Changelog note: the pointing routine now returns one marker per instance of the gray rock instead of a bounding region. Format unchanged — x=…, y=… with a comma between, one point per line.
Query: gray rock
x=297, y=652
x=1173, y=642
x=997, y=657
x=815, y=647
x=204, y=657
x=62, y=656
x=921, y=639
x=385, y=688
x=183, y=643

○ ○ ○ ○ ○ ○ ○

— PROBLEM STATEMENT —
Quote the data in full, keeping each word unchanged.

— CORRECT RESPONSE —
Changelog note: the pointing routine now returns one marker per instance of the gray rock instead of a bounding region. Format unchanged — x=…, y=… with a comma between, one point per line.
Query: gray rock
x=297, y=652
x=1173, y=642
x=997, y=657
x=815, y=647
x=204, y=657
x=62, y=656
x=921, y=639
x=385, y=688
x=183, y=643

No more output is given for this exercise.